**Tarea pendiente**. Copia las líneas del listado desde la que contiene "Phrase -- black metal fence" hasta la que contiene "(1231, 609)", ambas incluidas, y conserva sin cambios las indicaciones. Aumenta en 66 cada número de las coordenadas que aparecen en las respuestas.

**Sección de datos**.
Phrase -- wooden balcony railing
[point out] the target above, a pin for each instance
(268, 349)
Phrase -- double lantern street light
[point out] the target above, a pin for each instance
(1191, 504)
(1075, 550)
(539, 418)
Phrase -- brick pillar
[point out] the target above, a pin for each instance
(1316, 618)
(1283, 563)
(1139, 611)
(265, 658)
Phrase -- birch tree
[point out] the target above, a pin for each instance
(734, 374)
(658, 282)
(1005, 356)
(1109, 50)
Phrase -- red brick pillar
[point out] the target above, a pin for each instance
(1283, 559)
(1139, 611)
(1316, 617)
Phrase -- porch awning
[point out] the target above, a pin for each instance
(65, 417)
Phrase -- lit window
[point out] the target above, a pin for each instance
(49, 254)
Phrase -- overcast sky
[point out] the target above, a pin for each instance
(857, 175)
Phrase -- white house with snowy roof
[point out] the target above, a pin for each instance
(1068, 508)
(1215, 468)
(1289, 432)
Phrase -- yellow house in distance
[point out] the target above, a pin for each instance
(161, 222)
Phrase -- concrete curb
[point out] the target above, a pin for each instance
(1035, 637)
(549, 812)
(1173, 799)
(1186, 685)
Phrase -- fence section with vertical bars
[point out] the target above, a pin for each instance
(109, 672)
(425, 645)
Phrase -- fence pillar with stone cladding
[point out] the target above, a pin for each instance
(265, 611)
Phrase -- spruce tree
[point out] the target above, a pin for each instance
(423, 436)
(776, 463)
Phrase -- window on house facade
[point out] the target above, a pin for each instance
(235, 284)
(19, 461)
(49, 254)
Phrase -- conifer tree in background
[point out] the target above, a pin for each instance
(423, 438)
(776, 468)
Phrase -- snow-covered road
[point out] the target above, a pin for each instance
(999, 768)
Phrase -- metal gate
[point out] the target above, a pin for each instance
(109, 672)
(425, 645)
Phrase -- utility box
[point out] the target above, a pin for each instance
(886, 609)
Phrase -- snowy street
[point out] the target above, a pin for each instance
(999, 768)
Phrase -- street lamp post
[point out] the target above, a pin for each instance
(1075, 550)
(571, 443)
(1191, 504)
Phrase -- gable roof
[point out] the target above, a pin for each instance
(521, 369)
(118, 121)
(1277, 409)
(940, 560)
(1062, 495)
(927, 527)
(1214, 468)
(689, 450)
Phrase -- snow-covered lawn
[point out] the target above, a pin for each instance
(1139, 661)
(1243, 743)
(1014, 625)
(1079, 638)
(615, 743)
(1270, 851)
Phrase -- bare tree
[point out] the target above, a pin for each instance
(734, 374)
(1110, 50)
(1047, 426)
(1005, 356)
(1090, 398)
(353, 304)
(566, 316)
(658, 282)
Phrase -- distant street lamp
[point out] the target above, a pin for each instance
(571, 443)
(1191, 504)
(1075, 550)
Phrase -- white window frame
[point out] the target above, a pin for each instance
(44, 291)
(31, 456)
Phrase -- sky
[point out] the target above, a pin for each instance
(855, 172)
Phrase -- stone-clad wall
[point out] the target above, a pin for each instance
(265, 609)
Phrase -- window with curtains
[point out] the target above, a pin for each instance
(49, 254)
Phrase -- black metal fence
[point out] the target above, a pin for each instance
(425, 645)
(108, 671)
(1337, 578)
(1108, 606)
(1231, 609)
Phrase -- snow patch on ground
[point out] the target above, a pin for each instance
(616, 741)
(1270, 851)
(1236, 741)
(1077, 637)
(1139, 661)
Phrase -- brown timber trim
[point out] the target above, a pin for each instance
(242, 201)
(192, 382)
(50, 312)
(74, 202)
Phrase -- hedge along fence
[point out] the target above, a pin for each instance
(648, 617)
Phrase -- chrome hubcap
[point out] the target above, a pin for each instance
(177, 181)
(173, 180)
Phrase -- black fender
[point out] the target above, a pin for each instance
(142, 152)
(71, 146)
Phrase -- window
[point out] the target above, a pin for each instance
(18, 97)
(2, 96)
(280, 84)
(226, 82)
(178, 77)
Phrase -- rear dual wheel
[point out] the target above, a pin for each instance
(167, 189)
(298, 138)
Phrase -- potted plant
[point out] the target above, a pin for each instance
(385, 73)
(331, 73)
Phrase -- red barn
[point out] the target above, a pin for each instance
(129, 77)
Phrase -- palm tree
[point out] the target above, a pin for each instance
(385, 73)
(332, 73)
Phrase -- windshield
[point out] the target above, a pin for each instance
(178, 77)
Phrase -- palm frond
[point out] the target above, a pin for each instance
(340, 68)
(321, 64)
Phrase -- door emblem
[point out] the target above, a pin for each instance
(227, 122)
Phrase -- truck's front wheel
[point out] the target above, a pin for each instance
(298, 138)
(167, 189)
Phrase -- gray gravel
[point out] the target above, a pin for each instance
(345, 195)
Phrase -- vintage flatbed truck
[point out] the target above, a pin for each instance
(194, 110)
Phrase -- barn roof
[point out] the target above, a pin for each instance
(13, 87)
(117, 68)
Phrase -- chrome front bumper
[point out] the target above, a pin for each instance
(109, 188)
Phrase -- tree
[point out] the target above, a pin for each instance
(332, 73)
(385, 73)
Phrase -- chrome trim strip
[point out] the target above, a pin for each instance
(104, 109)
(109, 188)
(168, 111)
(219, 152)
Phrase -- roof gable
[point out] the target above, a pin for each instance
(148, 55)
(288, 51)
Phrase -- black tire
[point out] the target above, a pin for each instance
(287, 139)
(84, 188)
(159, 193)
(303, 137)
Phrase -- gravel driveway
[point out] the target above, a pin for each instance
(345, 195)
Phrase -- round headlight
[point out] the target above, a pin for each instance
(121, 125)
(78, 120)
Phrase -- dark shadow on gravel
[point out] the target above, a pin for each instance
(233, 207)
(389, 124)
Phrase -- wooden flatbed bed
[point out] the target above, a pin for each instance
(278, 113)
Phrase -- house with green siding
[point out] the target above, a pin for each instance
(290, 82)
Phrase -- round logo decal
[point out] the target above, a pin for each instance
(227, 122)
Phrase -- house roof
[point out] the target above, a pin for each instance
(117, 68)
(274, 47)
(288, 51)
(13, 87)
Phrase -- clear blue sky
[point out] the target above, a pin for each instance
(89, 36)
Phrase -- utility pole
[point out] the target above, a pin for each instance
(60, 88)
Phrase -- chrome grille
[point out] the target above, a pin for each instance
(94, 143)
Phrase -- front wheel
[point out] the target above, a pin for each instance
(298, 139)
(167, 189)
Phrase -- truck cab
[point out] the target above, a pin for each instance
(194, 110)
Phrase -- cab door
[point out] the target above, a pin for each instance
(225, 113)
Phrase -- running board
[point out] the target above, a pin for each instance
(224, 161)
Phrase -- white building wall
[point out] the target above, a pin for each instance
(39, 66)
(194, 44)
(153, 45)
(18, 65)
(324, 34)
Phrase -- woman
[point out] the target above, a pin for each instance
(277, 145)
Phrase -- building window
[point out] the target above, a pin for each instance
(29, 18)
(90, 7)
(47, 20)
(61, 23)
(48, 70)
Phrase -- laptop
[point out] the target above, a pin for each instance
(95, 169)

**Tarea resuelta**.
Phrase -- black metal fence
[point out] the target above, a pin for each instance
(491, 711)
(174, 737)
(1403, 644)
(1174, 672)
(1297, 675)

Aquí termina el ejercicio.